(Records of labeled boxes)
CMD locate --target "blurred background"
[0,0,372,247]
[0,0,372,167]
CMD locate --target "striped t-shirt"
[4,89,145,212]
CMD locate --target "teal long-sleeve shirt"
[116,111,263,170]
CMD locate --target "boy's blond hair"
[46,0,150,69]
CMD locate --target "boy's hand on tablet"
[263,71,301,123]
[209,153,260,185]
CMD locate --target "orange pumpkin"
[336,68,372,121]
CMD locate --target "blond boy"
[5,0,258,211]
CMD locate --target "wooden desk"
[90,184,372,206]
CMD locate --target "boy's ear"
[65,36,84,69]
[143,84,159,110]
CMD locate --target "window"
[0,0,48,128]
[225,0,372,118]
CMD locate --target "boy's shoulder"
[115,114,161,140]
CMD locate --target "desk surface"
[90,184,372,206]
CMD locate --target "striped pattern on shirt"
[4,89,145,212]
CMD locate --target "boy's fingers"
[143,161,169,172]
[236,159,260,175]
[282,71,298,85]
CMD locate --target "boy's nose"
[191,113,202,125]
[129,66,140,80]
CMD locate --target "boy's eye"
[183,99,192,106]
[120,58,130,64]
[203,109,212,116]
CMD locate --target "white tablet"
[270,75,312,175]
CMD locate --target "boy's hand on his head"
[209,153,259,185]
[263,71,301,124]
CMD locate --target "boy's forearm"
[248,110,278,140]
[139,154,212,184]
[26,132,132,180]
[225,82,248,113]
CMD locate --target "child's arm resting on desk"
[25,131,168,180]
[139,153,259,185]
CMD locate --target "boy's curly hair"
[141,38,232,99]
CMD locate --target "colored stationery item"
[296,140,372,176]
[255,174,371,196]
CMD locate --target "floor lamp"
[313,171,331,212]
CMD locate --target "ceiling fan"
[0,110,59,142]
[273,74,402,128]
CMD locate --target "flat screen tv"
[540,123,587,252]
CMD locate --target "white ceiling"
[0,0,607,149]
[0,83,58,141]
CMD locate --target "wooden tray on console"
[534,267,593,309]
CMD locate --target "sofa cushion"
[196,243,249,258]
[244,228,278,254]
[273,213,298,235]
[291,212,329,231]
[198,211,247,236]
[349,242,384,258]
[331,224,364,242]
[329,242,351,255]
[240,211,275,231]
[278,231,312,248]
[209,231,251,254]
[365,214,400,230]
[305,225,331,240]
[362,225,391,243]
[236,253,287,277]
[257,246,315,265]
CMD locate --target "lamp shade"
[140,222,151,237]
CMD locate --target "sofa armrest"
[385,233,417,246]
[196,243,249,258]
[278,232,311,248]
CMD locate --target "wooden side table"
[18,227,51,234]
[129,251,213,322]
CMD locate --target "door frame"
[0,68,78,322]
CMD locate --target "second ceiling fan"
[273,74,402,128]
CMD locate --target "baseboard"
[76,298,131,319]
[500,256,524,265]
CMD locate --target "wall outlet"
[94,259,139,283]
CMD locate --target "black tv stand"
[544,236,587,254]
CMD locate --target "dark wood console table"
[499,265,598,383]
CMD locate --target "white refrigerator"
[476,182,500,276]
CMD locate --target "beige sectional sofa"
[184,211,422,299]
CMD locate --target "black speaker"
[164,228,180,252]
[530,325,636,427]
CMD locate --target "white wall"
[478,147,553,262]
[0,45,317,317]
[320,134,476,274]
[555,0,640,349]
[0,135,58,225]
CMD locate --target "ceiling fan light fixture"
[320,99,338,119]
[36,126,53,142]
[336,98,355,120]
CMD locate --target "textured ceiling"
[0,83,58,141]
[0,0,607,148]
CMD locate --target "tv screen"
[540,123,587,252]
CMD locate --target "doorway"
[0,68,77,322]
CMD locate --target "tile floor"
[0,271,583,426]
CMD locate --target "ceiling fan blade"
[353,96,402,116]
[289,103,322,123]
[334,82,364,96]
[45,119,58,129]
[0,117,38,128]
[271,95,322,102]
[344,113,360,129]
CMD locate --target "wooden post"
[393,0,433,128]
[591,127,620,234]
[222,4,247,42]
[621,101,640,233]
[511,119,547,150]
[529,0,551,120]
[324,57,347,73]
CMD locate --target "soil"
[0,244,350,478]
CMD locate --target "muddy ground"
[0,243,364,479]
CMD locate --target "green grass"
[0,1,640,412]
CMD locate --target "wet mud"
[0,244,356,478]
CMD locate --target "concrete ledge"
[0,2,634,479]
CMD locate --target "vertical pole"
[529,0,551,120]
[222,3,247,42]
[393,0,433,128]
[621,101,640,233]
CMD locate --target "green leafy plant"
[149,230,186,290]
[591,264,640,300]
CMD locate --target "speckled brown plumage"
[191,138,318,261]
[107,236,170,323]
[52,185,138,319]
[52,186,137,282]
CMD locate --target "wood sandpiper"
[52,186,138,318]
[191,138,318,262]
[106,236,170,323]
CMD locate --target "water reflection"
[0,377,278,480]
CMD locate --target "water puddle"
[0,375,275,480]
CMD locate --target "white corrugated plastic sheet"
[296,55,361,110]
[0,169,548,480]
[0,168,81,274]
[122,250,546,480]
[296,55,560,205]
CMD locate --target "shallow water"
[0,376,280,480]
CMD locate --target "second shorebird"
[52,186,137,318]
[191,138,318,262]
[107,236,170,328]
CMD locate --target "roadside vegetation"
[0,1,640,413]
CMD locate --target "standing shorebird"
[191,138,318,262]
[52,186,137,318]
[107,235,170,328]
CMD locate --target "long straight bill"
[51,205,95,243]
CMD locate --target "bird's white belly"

# EXERCISE REQUIREMENTS
Switch "locate" to "find" everywhere it occurs in the rows above and write all the rows out again, leaving every other part unchanged.

# WRITTEN RESPONSE
CMD find --target "blurred background"
[0,0,372,247]
[0,0,372,167]
CMD find --target "striped t-shirt"
[4,89,145,212]
CMD find --target "teal long-sleeve shirt"
[116,111,263,170]
CMD find --target "boy's blond hair"
[46,0,150,69]
CMD find --target "boy's hand on tablet"
[263,71,301,123]
[209,153,260,185]
CMD find --target "orange pumpkin"
[336,68,372,121]
CMD find --target "blond boy"
[5,0,258,211]
CMD find --target "wooden desk"
[90,184,372,206]
CMD find --target "boy's ear"
[65,36,84,69]
[143,84,159,110]
CMD find --target "window"
[0,0,48,128]
[225,0,372,118]
CMD find --target "boy's shoulder"
[115,114,161,140]
CMD find --target "desk surface"
[90,184,372,206]
CMD find --target "striped pattern on shirt"
[4,89,145,212]
CMD find --target "boy's fingers"
[143,161,169,172]
[236,159,260,175]
[282,71,298,85]
CMD find --target "boy's nose"
[191,113,202,125]
[129,66,140,80]
CMD find --target "boy's eye"
[183,99,192,106]
[120,58,130,64]
[203,109,212,116]
CMD find --target "white tablet"
[270,75,312,175]
CMD find --target "boy's hand on his head"
[209,153,259,185]
[263,71,301,124]
CMD find --target "boy's forearm"
[248,110,278,140]
[139,154,212,184]
[26,132,132,180]
[225,82,248,113]
CMD find --target "child's arm resting on desk"
[25,131,168,180]
[139,153,259,185]
CMD find --target "boy's curly hair"
[141,38,232,99]
CMD find --target "colored stationery item"
[296,140,372,176]
[255,174,371,196]
CMD find --target "floor lamp"
[313,171,331,212]
CMD find --target "ceiling fan"
[0,110,59,142]
[273,74,402,128]
CMD find --target "flat screen tv"
[540,123,587,252]
CMD find --target "white ceiling"
[0,0,607,149]
[0,83,58,141]
CMD find --target "wooden tray on console"
[534,267,593,309]
CMD find --target "sofa cushion"
[196,243,249,258]
[244,228,278,254]
[273,213,298,235]
[291,212,329,231]
[198,211,247,236]
[349,242,384,258]
[331,224,364,242]
[329,242,351,255]
[240,211,275,231]
[278,231,312,248]
[209,231,251,254]
[365,214,400,230]
[305,225,331,240]
[362,225,391,243]
[236,253,287,277]
[257,246,315,265]
CMD find --target "lamp shade"
[140,222,151,237]
CMD find --target "sofa armrest"
[385,233,417,246]
[196,243,249,258]
[278,232,311,248]
CMD find --target "wooden side table"
[18,227,51,234]
[129,251,213,322]
CMD find --target "door frame"
[0,68,78,322]
CMD find --target "second ceiling fan"
[273,74,402,128]
CMD find --target "baseboard"
[76,298,131,319]
[500,256,524,265]
CMD find --target "wall outlet"
[94,259,139,283]
CMD find --target "black tv stand"
[544,236,587,254]
CMD find --target "dark wood console table"
[499,265,598,383]
CMD find --target "white refrigerator"
[476,182,500,276]
CMD find --target "beige sectional sofa"
[184,211,422,299]
CMD find --target "black speaker"
[164,228,180,252]
[530,325,636,427]
CMD find --target "white wall"
[478,147,553,262]
[0,45,317,317]
[320,134,476,274]
[555,0,640,349]
[0,135,58,225]
CMD find --target "ceiling fan light fixture"
[320,99,338,119]
[36,126,53,142]
[336,98,355,120]
CMD find --target "textured ceiling"
[0,83,58,141]
[0,0,607,148]
CMD find --target "tv screen"
[540,123,587,252]
CMD find --target "doorway"
[0,68,77,322]
CMD find --target "tile floor"
[0,271,583,426]
CMD find --target "ceiling fan blade"
[353,96,402,116]
[289,103,322,123]
[334,82,364,96]
[45,119,58,129]
[0,117,38,128]
[271,95,322,102]
[344,113,360,129]
CMD find --target "wooden post"
[393,0,433,128]
[591,127,620,234]
[222,4,247,42]
[621,101,640,233]
[511,119,547,150]
[529,0,551,120]
[324,57,347,73]
CMD find --target "soil"
[0,244,350,478]
CMD find --target "muddy ground"
[0,243,364,479]
CMD find --target "green grass"
[0,1,640,412]
CMD find --target "wet mud"
[0,244,356,478]
CMD find --target "concrete ledge"
[0,2,634,479]
CMD find --target "vertical pole"
[529,0,551,120]
[222,3,247,42]
[393,0,433,128]
[621,101,640,233]
CMD find --target "green leafy plant"
[149,230,186,290]
[591,264,640,300]
CMD find --target "speckled brown plumage"
[191,138,318,261]
[107,236,170,323]
[52,185,138,319]
[52,186,137,282]
CMD find --target "wood sandpiper"
[52,186,138,318]
[191,138,318,262]
[106,236,170,323]
CMD find --target "water reflection"
[0,377,278,480]
CMD find --target "water puddle"
[0,375,275,480]
CMD find --target "white corrugated plastic sheet"
[296,55,361,110]
[0,169,548,480]
[0,168,81,274]
[122,250,546,480]
[296,55,560,205]
CMD find --target "shallow water"
[0,376,280,480]
CMD find --target "second shorebird"
[52,186,137,318]
[191,138,318,262]
[107,236,170,328]
CMD find --target "roadside vegetation"
[0,1,640,413]
CMD find --target "standing shorebird"
[191,138,318,262]
[52,186,137,318]
[107,235,170,328]
CMD find --target "long straight bill"
[51,205,95,243]
CMD find --target "bird's white belly"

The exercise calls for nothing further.